»»

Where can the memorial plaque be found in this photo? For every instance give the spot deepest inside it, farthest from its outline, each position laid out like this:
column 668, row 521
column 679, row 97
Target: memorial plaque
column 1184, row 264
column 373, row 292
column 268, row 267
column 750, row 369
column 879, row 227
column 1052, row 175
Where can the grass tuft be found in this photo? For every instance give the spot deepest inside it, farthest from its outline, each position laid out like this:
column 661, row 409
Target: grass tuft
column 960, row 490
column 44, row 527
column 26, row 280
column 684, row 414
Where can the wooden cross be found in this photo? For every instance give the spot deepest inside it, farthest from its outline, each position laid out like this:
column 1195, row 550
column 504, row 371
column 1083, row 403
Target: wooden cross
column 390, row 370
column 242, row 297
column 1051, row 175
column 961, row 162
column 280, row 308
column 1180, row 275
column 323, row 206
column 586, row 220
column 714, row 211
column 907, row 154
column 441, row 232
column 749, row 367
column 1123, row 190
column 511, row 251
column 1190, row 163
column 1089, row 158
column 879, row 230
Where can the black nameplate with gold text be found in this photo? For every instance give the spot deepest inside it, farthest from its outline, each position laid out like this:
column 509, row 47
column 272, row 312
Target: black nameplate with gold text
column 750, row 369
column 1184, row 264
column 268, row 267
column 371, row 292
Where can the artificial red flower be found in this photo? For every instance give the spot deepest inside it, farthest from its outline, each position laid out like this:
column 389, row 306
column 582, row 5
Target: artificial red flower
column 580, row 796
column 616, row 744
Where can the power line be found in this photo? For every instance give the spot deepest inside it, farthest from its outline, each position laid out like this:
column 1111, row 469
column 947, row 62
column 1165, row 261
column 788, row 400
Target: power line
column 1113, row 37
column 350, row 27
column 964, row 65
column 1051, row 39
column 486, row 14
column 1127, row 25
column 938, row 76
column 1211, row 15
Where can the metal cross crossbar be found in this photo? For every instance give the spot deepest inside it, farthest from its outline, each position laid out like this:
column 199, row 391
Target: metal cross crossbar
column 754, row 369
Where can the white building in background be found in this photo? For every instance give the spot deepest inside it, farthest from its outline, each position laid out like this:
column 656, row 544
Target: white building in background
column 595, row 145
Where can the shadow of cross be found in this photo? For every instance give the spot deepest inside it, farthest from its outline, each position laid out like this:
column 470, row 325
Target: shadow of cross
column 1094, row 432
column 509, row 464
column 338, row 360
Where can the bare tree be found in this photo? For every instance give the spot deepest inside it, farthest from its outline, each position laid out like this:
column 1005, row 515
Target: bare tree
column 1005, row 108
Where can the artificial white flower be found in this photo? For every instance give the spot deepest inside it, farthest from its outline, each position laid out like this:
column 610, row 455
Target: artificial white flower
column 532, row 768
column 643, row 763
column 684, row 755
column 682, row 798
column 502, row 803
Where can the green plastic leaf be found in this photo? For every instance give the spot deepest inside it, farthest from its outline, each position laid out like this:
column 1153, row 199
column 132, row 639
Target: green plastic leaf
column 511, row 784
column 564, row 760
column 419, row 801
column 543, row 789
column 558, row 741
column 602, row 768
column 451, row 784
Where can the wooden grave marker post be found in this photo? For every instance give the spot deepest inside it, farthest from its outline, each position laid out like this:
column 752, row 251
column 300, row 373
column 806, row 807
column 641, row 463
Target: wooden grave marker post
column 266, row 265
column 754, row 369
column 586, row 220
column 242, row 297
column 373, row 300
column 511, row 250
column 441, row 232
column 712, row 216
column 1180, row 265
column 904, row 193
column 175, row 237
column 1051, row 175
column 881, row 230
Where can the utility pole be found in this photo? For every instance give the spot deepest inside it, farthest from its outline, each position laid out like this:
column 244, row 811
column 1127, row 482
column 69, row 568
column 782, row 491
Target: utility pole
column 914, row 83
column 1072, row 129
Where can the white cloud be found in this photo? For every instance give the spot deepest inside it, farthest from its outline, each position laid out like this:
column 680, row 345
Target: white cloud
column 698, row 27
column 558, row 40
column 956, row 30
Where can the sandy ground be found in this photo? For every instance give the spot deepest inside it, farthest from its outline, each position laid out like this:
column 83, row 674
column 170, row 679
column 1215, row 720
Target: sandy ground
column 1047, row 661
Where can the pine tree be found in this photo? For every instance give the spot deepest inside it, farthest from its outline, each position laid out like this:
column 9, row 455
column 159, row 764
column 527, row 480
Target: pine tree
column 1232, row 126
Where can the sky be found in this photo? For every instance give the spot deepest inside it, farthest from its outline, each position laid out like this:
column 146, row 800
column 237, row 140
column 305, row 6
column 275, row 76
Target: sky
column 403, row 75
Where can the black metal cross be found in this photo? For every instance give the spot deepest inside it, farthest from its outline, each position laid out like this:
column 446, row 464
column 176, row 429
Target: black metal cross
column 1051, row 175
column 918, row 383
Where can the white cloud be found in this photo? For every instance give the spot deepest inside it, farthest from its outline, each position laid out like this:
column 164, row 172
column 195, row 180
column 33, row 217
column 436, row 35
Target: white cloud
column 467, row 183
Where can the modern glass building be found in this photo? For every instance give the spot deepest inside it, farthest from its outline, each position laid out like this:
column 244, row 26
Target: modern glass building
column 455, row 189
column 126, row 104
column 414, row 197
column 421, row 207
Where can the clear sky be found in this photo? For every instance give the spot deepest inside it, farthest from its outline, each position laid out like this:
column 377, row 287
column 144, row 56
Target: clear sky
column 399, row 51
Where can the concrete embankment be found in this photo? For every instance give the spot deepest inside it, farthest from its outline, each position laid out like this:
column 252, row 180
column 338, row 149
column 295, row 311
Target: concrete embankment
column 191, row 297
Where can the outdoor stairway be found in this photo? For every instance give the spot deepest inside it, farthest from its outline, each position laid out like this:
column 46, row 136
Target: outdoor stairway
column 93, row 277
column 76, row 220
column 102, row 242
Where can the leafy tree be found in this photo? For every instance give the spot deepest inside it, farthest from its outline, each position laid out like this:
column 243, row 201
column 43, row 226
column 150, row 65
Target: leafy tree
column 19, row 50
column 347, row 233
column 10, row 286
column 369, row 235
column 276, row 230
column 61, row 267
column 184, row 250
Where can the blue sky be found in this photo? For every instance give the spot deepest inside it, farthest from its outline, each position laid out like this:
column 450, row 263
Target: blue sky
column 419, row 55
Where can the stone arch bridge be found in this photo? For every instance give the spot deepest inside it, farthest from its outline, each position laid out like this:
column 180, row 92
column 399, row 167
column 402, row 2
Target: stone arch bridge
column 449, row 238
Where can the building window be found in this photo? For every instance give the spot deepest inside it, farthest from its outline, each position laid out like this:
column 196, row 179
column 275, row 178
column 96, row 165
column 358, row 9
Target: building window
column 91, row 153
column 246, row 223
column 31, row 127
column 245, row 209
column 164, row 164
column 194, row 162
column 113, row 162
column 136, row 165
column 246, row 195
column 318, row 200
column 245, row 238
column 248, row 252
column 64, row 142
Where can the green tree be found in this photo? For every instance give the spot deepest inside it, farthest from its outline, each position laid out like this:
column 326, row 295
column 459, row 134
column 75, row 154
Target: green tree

««

**Exercise brief**. The records above are to be given again in full, word for word.

**Task result**.
Where can the memorial plaque be found in this photo? For every instance give the spot deepest inside it, farthest from its outline, each position laid out like this:
column 668, row 521
column 679, row 97
Target: memorial plaque
column 1184, row 264
column 373, row 292
column 268, row 267
column 750, row 369
column 879, row 227
column 1052, row 175
Where can the grass tuft be found in this photo? For every instance give the spot deepest inside it, farthest from its outline, each position laid out like this:
column 661, row 409
Target: grass tuft
column 960, row 490
column 44, row 527
column 26, row 280
column 684, row 414
Where can the wooden cross be found in this photo? For every instance give the spot deepest inside it, farthest from its outline, each position laid out like this:
column 1195, row 550
column 504, row 371
column 1083, row 403
Target: wooden cross
column 390, row 370
column 242, row 297
column 1051, row 175
column 961, row 162
column 280, row 308
column 1180, row 275
column 323, row 206
column 586, row 220
column 714, row 211
column 907, row 154
column 441, row 232
column 749, row 367
column 1123, row 190
column 511, row 251
column 1190, row 163
column 1089, row 158
column 879, row 230
Where can the black nameplate with gold text be found in this photo? For every instance give the spot deepest inside it, farthest from its outline, each position laid out like this:
column 509, row 47
column 272, row 312
Target: black nameplate with gold text
column 750, row 369
column 1184, row 264
column 268, row 267
column 371, row 292
Where can the artificial red flower be found in this photo? For every instance give the spot deepest inside it, farthest from its outline, each position laid out like this:
column 389, row 306
column 582, row 5
Target: artificial red flower
column 580, row 796
column 616, row 744
Where can the power line be found in this photo? For every instance give the spot deepest inside it, farthest from its outline, each position laid out like this:
column 1111, row 469
column 947, row 62
column 1165, row 261
column 788, row 400
Target: power line
column 1113, row 37
column 350, row 27
column 964, row 65
column 1051, row 39
column 486, row 14
column 1127, row 25
column 938, row 76
column 1211, row 15
Where can the metal cross crossbar be found in this photo? For every instance give the spot deepest inside it, farthest from its outline, each position laid out like this:
column 199, row 391
Target: metal cross crossbar
column 754, row 369
Where can the white building in background be found in this photo? For every instance give the spot deepest inside it, farthest from its outline, each position laid out like this:
column 656, row 544
Target: white building in background
column 595, row 145
Where can the shadow of cross be found in this photo? For every instance give the spot deepest inside it, farthest from its outline, each position laid out like this:
column 470, row 325
Target: shadow of cross
column 1094, row 432
column 509, row 464
column 338, row 360
Where can the bare tree be found in this photo? For every instance give the spot deepest inside it, farthest from its outline, each position laid out like this:
column 1005, row 515
Target: bare tree
column 1005, row 108
Where can the artificial white flower be found in this photo? For every instance give the spot deepest inside it, farthest from its outline, each position laid out like this:
column 610, row 455
Target: artificial white flower
column 532, row 768
column 643, row 763
column 684, row 755
column 682, row 798
column 502, row 803
Where can the green plastic leaf be found in this photo? For every instance give the spot deepest inside it, farthest from its outline, each position laid out like this:
column 1153, row 199
column 132, row 639
Target: green plastic leaf
column 511, row 784
column 564, row 760
column 419, row 801
column 543, row 789
column 558, row 741
column 602, row 768
column 451, row 784
Where can the wooden grave marker post be found in this photo? For every instance give the spot deepest inside it, farthest from its outline, each position laid out like this:
column 752, row 251
column 300, row 373
column 806, row 807
column 641, row 463
Target: wooden grave marker post
column 266, row 265
column 754, row 369
column 586, row 220
column 242, row 297
column 373, row 300
column 511, row 250
column 441, row 232
column 712, row 216
column 1180, row 265
column 904, row 193
column 175, row 237
column 1051, row 175
column 881, row 230
Where can the utility pole be found in this photo? For every instance give the spot deepest inside it, farthest from its outline, each position laid out like this:
column 244, row 811
column 1127, row 482
column 69, row 568
column 782, row 491
Target: utility pole
column 914, row 83
column 1072, row 129
Where can the white cloud be found in this photo? For every instance give the spot deepest inside it, farthest from its outline, each position laid out like this:
column 680, row 345
Target: white cloud
column 698, row 27
column 558, row 40
column 956, row 30
Where can the sandy ground be found in this photo? For every instance give the spot deepest inside it, farthest from its outline, each position laid out like this:
column 83, row 674
column 170, row 679
column 1215, row 720
Target: sandy ground
column 1047, row 661
Where can the pine tree be found in this photo? For every instance give the spot deepest inside it, farthest from its outline, each position laid out like this:
column 9, row 455
column 159, row 764
column 527, row 480
Target: pine tree
column 1232, row 126
Where can the sky be found in this photo? For every instance give the spot deepest inside it, farthest from its outline, each position laid out like this:
column 146, row 800
column 237, row 140
column 305, row 6
column 275, row 76
Target: sky
column 403, row 75
Where can the black metal cross be found in this photo? For every instance give the spot deepest inside it, farthest from its outline, each position laid out like this:
column 446, row 464
column 176, row 429
Target: black metal cross
column 1051, row 175
column 918, row 383
Where can the white cloud be found in this photo? For every instance give the spot deepest inside it, farthest from its outline, each position laid out like this:
column 164, row 172
column 195, row 180
column 33, row 217
column 436, row 35
Target: white cloud
column 467, row 183
Where can the modern glass building be found in this photo? For every instance give the spot deepest inside it, farthest from its outline, each position laid out like this:
column 244, row 26
Target: modern glass building
column 455, row 189
column 126, row 104
column 414, row 197
column 421, row 207
Where can the clear sky be found in this photo? For every instance give the spot deepest inside it, farthest from its outline, each position laid out like this:
column 377, row 287
column 144, row 56
Target: clear sky
column 399, row 51
Where can the concrete embankment be found in this photo? For every instance give the spot deepest inside it, farthest from its outline, each position laid out like this:
column 252, row 180
column 338, row 149
column 295, row 311
Target: concrete embankment
column 191, row 297
Where can the outdoor stairway be found in this photo? For every instance give the spot deepest inside it, farthest from its outline, each position laid out like this:
column 46, row 136
Target: outdoor stairway
column 93, row 277
column 76, row 220
column 102, row 242
Where can the leafy tree be found in this photo? For every instance give the spot deepest inside it, farthest from its outline, each position laid out like this:
column 243, row 201
column 43, row 226
column 150, row 65
Target: leafy tree
column 19, row 50
column 347, row 233
column 10, row 286
column 369, row 235
column 276, row 230
column 61, row 267
column 184, row 250
Where can the blue sky be found in this photo? For every instance give the spot deepest inside it, farthest from its outline, each position laid out like this:
column 450, row 263
Target: blue sky
column 419, row 55
Where can the stone arch bridge be found in this photo? For every instance give the spot deepest inside it, farthest from its outline, each position laid out like this:
column 180, row 92
column 399, row 167
column 402, row 2
Target: stone arch bridge
column 449, row 238
Where can the building window be found in this photo? For every instance give the spot deepest inside it, farthest from its outline, each position laid out like this:
column 196, row 179
column 275, row 178
column 96, row 165
column 358, row 9
Target: building window
column 91, row 153
column 246, row 223
column 31, row 127
column 245, row 209
column 164, row 164
column 194, row 162
column 113, row 162
column 136, row 165
column 246, row 195
column 318, row 200
column 245, row 238
column 248, row 252
column 64, row 142
Where can the green tree be found in this photo? For every instance give the spot deepest inside it, farthest from its outline, each position laid out like this:
column 326, row 295
column 459, row 134
column 75, row 154
Target: green tree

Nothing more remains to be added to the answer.